Work to be completed — Report every line in the material below that contains the word "white", copying each such line in full.
-- Start of Input records --
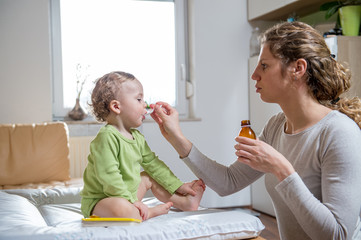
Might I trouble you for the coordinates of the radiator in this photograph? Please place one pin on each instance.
(79, 151)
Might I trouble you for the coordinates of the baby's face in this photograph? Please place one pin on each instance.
(132, 105)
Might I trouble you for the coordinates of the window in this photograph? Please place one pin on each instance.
(93, 37)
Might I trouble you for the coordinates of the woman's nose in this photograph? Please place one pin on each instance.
(255, 76)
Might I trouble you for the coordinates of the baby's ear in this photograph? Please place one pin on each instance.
(114, 106)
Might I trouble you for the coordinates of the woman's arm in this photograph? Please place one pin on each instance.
(167, 119)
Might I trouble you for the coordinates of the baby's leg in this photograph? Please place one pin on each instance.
(122, 208)
(185, 203)
(116, 207)
(146, 185)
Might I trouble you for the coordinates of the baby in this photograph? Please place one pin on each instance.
(113, 182)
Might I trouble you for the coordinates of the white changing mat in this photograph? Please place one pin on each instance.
(55, 214)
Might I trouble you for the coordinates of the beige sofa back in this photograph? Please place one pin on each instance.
(34, 153)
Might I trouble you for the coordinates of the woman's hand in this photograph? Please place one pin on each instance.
(167, 118)
(143, 209)
(262, 157)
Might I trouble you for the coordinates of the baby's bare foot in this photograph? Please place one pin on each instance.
(159, 209)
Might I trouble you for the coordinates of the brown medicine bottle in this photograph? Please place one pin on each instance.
(246, 130)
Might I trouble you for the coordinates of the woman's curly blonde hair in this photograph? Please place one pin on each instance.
(326, 78)
(105, 91)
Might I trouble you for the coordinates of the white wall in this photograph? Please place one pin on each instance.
(222, 36)
(221, 53)
(25, 86)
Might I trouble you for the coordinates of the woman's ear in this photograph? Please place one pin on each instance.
(114, 106)
(300, 68)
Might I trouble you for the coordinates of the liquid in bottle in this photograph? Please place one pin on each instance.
(246, 130)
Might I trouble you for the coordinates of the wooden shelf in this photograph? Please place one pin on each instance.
(281, 9)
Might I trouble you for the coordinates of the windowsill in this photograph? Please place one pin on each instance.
(90, 127)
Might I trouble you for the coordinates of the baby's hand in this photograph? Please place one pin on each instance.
(143, 209)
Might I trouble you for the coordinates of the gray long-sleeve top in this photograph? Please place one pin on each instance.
(322, 199)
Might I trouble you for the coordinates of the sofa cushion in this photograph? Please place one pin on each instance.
(33, 153)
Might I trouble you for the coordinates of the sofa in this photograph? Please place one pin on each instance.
(39, 199)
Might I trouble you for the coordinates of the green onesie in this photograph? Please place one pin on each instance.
(113, 168)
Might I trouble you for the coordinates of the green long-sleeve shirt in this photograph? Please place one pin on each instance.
(114, 166)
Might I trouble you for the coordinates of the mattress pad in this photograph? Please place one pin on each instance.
(55, 214)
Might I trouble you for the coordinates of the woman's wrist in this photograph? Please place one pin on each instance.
(182, 145)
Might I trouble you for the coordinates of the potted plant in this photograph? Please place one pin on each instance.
(349, 14)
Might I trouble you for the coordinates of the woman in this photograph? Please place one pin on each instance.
(309, 152)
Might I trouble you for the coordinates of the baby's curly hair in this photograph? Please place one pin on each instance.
(105, 91)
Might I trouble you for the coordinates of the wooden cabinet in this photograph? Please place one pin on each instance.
(281, 9)
(347, 51)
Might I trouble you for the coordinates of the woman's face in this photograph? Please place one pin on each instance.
(272, 86)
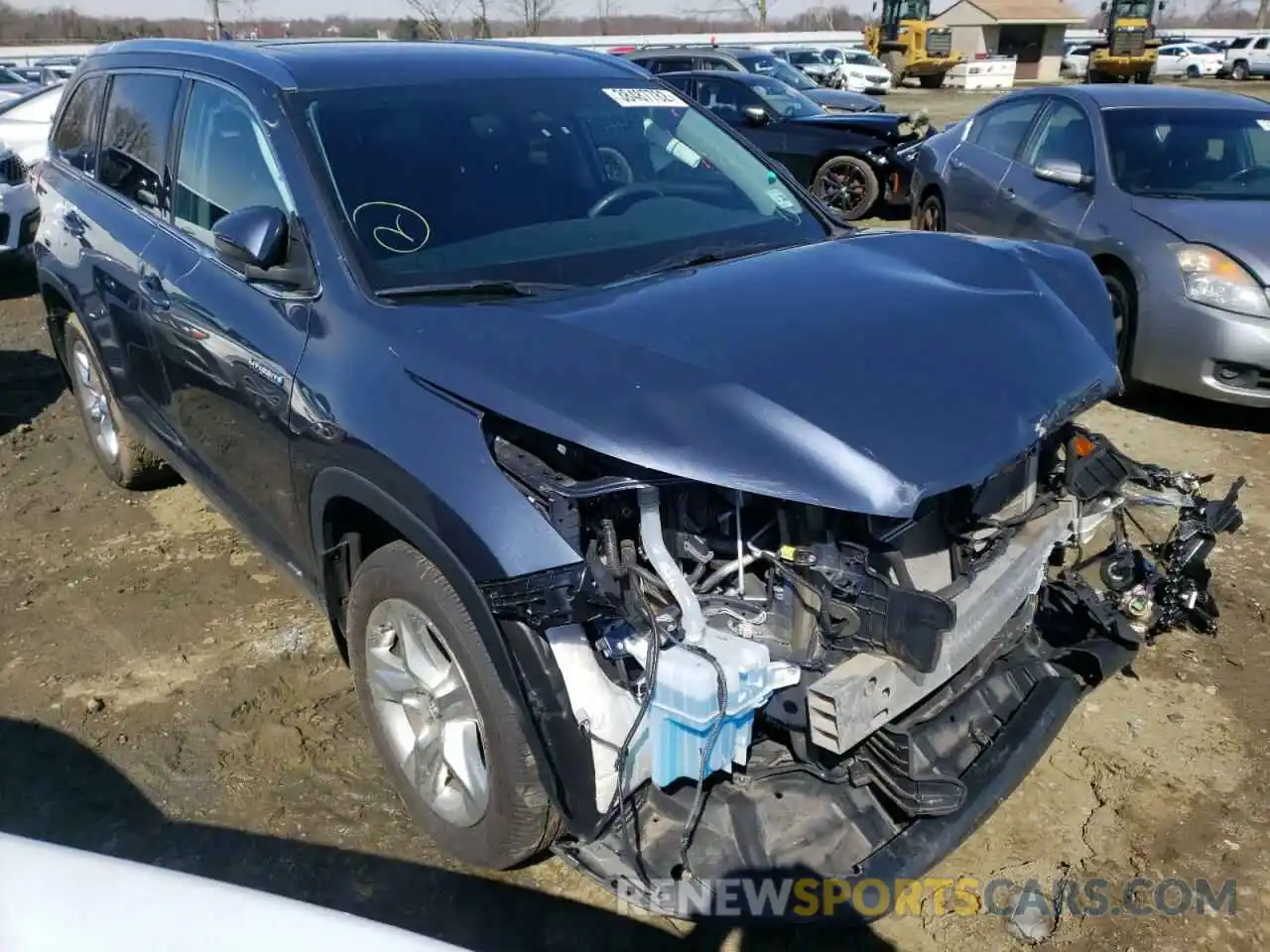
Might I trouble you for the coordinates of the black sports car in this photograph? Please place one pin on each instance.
(848, 160)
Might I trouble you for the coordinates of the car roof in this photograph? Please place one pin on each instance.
(1112, 95)
(749, 79)
(341, 63)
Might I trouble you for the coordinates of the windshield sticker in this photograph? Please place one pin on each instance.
(645, 98)
(394, 227)
(781, 199)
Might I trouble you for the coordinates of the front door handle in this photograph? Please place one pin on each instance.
(151, 290)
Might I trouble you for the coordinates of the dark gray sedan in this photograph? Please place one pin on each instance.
(1166, 189)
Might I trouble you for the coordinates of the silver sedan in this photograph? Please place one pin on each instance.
(1166, 189)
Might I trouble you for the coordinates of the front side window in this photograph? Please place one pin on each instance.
(1001, 128)
(1065, 136)
(1216, 154)
(135, 139)
(75, 139)
(558, 180)
(223, 163)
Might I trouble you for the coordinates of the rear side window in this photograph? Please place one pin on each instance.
(1001, 128)
(135, 139)
(675, 63)
(75, 139)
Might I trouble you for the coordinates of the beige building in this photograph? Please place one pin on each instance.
(1030, 31)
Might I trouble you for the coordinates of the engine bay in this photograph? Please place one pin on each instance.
(711, 639)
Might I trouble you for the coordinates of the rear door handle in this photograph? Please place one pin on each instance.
(151, 290)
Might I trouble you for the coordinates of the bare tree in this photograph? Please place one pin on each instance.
(532, 13)
(604, 13)
(480, 21)
(437, 18)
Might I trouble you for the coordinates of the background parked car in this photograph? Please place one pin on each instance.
(1247, 56)
(24, 122)
(1189, 60)
(763, 62)
(811, 62)
(848, 162)
(1166, 189)
(1076, 61)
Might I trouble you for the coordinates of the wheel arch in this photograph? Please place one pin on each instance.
(349, 518)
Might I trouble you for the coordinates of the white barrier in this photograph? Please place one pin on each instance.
(997, 72)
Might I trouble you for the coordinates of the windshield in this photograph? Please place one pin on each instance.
(1219, 154)
(553, 180)
(785, 100)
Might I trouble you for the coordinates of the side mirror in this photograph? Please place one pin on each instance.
(1064, 173)
(254, 236)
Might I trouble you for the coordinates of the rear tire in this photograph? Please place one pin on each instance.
(404, 621)
(118, 451)
(1124, 312)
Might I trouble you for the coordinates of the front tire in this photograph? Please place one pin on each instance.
(1124, 313)
(848, 185)
(444, 725)
(118, 451)
(930, 214)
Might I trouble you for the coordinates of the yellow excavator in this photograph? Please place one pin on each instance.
(910, 45)
(1128, 48)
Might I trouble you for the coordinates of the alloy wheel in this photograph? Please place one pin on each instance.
(427, 710)
(94, 404)
(842, 185)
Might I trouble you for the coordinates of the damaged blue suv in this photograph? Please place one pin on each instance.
(666, 522)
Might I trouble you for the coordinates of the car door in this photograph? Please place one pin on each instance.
(1032, 207)
(230, 347)
(103, 227)
(729, 99)
(979, 163)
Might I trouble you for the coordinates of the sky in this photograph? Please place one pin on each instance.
(284, 9)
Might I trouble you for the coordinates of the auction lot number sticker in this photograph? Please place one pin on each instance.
(645, 98)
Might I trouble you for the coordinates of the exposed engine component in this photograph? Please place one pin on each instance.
(699, 622)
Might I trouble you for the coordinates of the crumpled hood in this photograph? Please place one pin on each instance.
(884, 125)
(1236, 227)
(860, 373)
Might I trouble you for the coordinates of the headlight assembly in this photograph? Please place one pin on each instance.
(1213, 278)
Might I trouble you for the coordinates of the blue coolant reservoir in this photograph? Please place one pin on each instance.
(686, 705)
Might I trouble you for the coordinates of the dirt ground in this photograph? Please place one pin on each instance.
(164, 696)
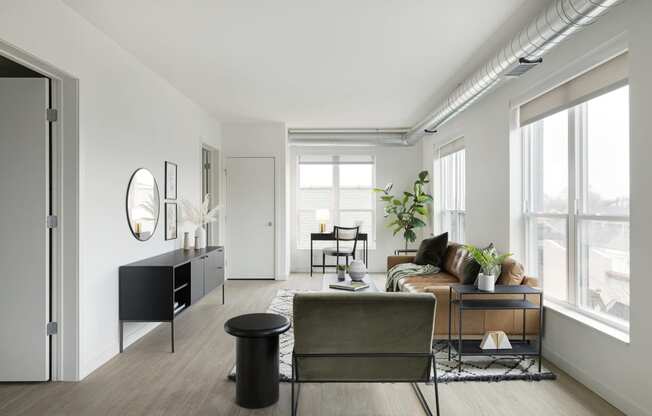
-- End of Input records --
Solution —
Might I trouble you for the coordinates of the white changing mat in this photograph? Please place one pin on each instance.
Might I trouble you for the coordinates of the white wall in this photograph? Please place one pin on each instance.
Might I trouble you for the coordinates of the white barrier in this photograph? Please place one pin on each instance.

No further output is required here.